WHAT TO DO: Turn every line of the listing below into a Markdown table with two columns, Row and Line. Number each line in the Row column and skip any blank lines.

GIVEN RECORDS:
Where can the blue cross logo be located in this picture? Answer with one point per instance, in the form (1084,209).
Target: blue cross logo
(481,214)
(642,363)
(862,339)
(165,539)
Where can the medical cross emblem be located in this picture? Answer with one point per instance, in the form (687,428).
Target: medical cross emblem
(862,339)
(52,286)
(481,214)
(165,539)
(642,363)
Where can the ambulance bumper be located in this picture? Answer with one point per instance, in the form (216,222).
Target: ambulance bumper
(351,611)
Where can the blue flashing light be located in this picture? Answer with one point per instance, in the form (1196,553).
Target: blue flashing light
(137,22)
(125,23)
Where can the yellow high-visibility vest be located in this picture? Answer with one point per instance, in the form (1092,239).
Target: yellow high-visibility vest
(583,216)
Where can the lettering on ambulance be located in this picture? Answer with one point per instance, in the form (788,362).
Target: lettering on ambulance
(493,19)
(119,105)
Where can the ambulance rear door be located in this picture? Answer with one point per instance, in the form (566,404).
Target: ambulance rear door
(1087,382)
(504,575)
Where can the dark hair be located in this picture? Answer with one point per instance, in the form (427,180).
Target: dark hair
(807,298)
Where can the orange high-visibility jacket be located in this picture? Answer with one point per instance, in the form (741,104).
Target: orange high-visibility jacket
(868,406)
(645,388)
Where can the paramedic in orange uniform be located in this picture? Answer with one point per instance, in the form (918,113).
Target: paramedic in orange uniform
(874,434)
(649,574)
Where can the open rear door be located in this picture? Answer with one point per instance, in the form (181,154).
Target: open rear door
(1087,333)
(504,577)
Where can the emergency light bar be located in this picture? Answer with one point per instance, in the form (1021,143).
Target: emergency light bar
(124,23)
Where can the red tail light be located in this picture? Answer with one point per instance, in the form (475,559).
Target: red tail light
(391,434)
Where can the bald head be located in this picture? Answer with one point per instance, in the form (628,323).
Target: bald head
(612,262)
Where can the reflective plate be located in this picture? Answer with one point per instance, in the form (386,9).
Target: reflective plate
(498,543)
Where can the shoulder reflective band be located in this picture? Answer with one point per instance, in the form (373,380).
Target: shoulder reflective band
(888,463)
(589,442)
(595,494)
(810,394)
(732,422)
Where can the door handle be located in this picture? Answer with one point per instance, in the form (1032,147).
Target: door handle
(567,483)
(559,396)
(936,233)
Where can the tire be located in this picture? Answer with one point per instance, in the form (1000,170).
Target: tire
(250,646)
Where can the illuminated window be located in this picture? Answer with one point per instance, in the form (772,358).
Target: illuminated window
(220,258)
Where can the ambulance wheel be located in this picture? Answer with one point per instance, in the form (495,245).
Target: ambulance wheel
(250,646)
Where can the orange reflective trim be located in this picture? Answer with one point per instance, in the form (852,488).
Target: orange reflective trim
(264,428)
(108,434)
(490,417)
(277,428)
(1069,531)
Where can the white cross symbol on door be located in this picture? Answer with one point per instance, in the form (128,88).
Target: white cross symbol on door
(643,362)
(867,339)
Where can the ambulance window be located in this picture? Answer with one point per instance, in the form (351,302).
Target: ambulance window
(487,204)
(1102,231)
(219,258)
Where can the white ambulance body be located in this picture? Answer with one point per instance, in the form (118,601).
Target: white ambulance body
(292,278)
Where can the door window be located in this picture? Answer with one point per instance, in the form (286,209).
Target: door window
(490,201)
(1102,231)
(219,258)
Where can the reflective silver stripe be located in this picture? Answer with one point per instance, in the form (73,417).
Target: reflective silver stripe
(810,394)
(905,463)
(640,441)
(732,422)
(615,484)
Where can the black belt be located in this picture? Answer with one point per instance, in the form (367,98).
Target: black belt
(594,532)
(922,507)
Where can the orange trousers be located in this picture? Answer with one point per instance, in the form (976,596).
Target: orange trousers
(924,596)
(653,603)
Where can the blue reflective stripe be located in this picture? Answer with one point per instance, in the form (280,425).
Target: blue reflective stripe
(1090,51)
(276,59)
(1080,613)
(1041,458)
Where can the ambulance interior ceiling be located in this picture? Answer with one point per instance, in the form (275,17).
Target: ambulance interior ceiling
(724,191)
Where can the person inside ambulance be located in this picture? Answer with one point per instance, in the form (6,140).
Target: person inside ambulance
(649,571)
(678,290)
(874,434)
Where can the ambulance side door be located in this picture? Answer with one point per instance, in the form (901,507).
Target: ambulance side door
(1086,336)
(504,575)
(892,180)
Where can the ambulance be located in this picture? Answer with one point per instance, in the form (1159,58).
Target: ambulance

RESPONSE TO THE EXERCISE:
| Row | Line |
|---|---|
| 1 | Where can the blue cross logo be located in this picture? Answer with one point per instance, in the form (1084,209). |
| 2 | Target: blue cross logo |
| 3 | (481,214) |
| 4 | (642,363) |
| 5 | (862,339) |
| 6 | (165,539) |
| 7 | Where can the medical cross emblem be located in this picture? Answer with one point per instance, in the form (687,428). |
| 8 | Target: medical cross emblem |
| 9 | (862,339) |
| 10 | (52,286) |
| 11 | (481,214) |
| 12 | (165,539) |
| 13 | (642,363) |
| 14 | Where can the ambulance bumper be located in this picture? Answer with one point per instance, in the form (216,222). |
| 15 | Target: ambulance bumper |
| 16 | (351,611) |
| 17 | Where can the blue flashing light be located in this picture? Answer with one point per instance, in the form (1196,553). |
| 18 | Target: blue flashing light |
| 19 | (137,22) |
| 20 | (125,23) |
| 21 | Where can the yellow high-visibility vest be located in this picture? Answer with one point per instance, in the form (1092,239). |
| 22 | Target: yellow high-visibility vest |
| 23 | (583,216) |
| 24 | Where can the lettering on ambulance be located in this picture? Answer with one point per instance, in the form (788,362). |
| 25 | Target: lettering on ambulance |
| 26 | (493,19) |
| 27 | (119,105) |
| 28 | Where can the ambulance rear door be located in this picture? Answer with one point per instance, in the form (566,404). |
| 29 | Target: ambulance rear door |
| 30 | (1087,382) |
| 31 | (504,575) |
| 32 | Where can the dark hair be located in this picture? Answer with one point per instance, in the form (427,180). |
| 33 | Target: dark hair |
| 34 | (807,298) |
| 35 | Where can the orange high-visibility jacket be located in this picture? Answer with one point per instance, in the form (741,104). |
| 36 | Target: orange high-visibility jacket |
| 37 | (868,406) |
| 38 | (645,388) |
| 39 | Where can the paramedic in orange uniform be located in this picture? Answer with one point per instance, in the form (918,113). |
| 40 | Target: paramedic in orange uniform |
| 41 | (874,434) |
| 42 | (649,574) |
| 43 | Where can the open rear door be located in this picture? Answer with one point per instance, in the form (181,154). |
| 44 | Target: open rear door |
| 45 | (1087,333) |
| 46 | (504,577) |
| 47 | Where can the emergency light bar be located in this picture? Answer with one point per instance, in the form (1021,143). |
| 48 | Target: emergency light bar |
| 49 | (124,23) |
| 50 | Where can the red tail light be located in this picture? Answer with one point per instance, in the form (475,559). |
| 51 | Target: red tail light |
| 52 | (391,434) |
| 53 | Where can the bald head be located in this picture? Answer with one point per instance, in the form (628,323). |
| 54 | Target: bald head |
| 55 | (612,262) |
| 56 | Where can the reflective plate be located in this picture? Answer with one point per instance, in the form (386,9). |
| 57 | Target: reflective plate |
| 58 | (498,543) |
| 59 | Where can the shoulder reflective band be located in this picture? Answer with one point per instance, in the form (373,380). |
| 60 | Target: shoulder reflective band |
| 61 | (888,463) |
| 62 | (589,442) |
| 63 | (595,494) |
| 64 | (810,394) |
| 65 | (732,422) |
| 66 | Where can the door handle be located in this picture? Answer with one point per instance, in the form (1032,147). |
| 67 | Target: door handle |
| 68 | (567,483) |
| 69 | (559,396) |
| 70 | (936,233) |
| 71 | Where can the tire be located in this picture? Answer with one point per instance, in the form (1000,170). |
| 72 | Target: tire |
| 73 | (250,646) |
| 74 | Where can the illuminated window be located in this picture? Answer with one point per instance, in the form (772,358). |
| 75 | Target: illuminated window |
| 76 | (220,258) |
| 77 | Where can the ambulance wheel be located in this picture? Answer with one point per instance, in the form (495,245). |
| 78 | Target: ambulance wheel |
| 79 | (250,646) |
| 80 | Where can the orange reflective trim be located in this picture? Answer with one point per instance, in the form (852,488). |
| 81 | Target: orange reflective trim |
| 82 | (264,428) |
| 83 | (108,434) |
| 84 | (490,417) |
| 85 | (277,428) |
| 86 | (1069,531) |
| 87 | Where can the white cross symbol on door be located in this picture? Answer with one point per instance, in the form (128,88). |
| 88 | Target: white cross symbol on door |
| 89 | (643,362) |
| 90 | (867,339) |
| 91 | Where can the ambulance window be located in this picture? Answer with one point per instance, in the form (351,302). |
| 92 | Target: ambulance window |
| 93 | (487,204) |
| 94 | (1102,231) |
| 95 | (219,258) |
| 96 | Where can the white ambulance body be located in this picture? Answer with one point per instance, in the form (118,601). |
| 97 | Target: white ambulance body |
| 98 | (292,278) |
| 99 | Where can the door window be located in this picture? Answer with one point per instance, in the form (286,209). |
| 100 | Target: door window |
| 101 | (490,201) |
| 102 | (1102,231) |
| 103 | (219,258) |
| 104 | Where can the reflective silver stripe be located in this picture? Answer with one point per instance, in the form (73,417). |
| 105 | Target: reflective silver stripe |
| 106 | (810,394) |
| 107 | (905,463) |
| 108 | (640,441) |
| 109 | (732,422) |
| 110 | (615,484) |
| 111 | Where can the black belt be located in this picture? Answer with one point per instance, in the form (367,98). |
| 112 | Target: black belt |
| 113 | (594,532) |
| 114 | (922,507) |
| 115 | Where can the orange trousers be located in this picture? Answer with one point per instance, in the form (976,596). |
| 116 | Target: orange trousers |
| 117 | (924,596) |
| 118 | (653,603) |
| 119 | Where can the blue reflective stripe be located in this picture? Answer with one point per instance, in the form (280,425). |
| 120 | Target: blue reflective stripe |
| 121 | (1090,51) |
| 122 | (276,59) |
| 123 | (1080,613) |
| 124 | (1041,458) |
| 125 | Where can the ambulance interior ceiling be located in this picture? Answer with one point per instance, in the form (275,17). |
| 126 | Target: ambulance interior ceiling |
| 127 | (724,191) |
| 128 | Where can the person inside ambulance be located in this picture? Answer with one point per instance, in the form (6,140). |
| 129 | Target: person inside ambulance |
| 130 | (649,571) |
| 131 | (678,290) |
| 132 | (874,434) |
| 133 | Where can the ambulance side door be located in this picture? Answer with one point per instance, in the form (901,507). |
| 134 | Target: ambulance side door |
| 135 | (1086,336) |
| 136 | (504,575) |
| 137 | (892,180) |
| 138 | Where can the ambulance be located in this picture? Answer with one point per instance, in the form (1159,58). |
| 139 | Target: ambulance |